Reading passage

○ ○ ○ ○

There’s a tiny, beautiful little village on the coast about an hour’s drive west from here. One day while wandering down its medieval streets I saw this sign on a door.

It says, (in my translation), restaurant recommended by the Club of those who life a good life. Actually in French it’s much more elegant than that, but I had trouble translating “vivants” – “livers” would seem the obvious word but that looks like an organ in the body! “lifers” on the other hand makes you think of prisoners! “living beings” is closer, but doesn’t feel quite right, so I’ve opted for “those who live a good life”.

I immediately wondered about this “club” and looked it up online later. It seems to be a restaurant recommendation website in France. Perhaps not terribly exciting!

But I loved the name, and it stimulated my imagination.

Philosophers have wrangled with the question “what is a good life?” for hundreds of years, and it’s something which feels simple and obvious, but when you stop to consider it, it seems impossible to pin down.

○ ○ ○ ○

Material

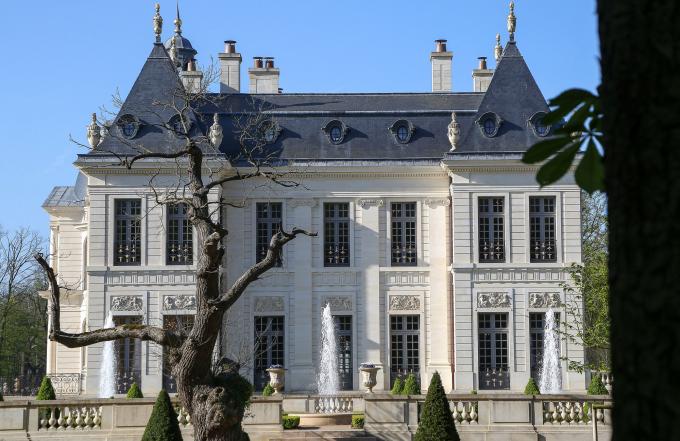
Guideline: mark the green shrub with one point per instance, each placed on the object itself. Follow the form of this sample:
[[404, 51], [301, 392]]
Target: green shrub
[[162, 425], [397, 387], [436, 421], [268, 390], [531, 388], [135, 391], [291, 422], [596, 387], [411, 385]]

○ ○ ○ ○

The task
Return the part of the passage about the village restaurant sign from "There’s a tiny, beautiful" up to and including "sign on a door.", copied word for word.

Result of the exercise
There’s a tiny, beautiful little village on the coast about an hour’s drive west from here. One day while wandering down its medieval streets I saw this sign on a door.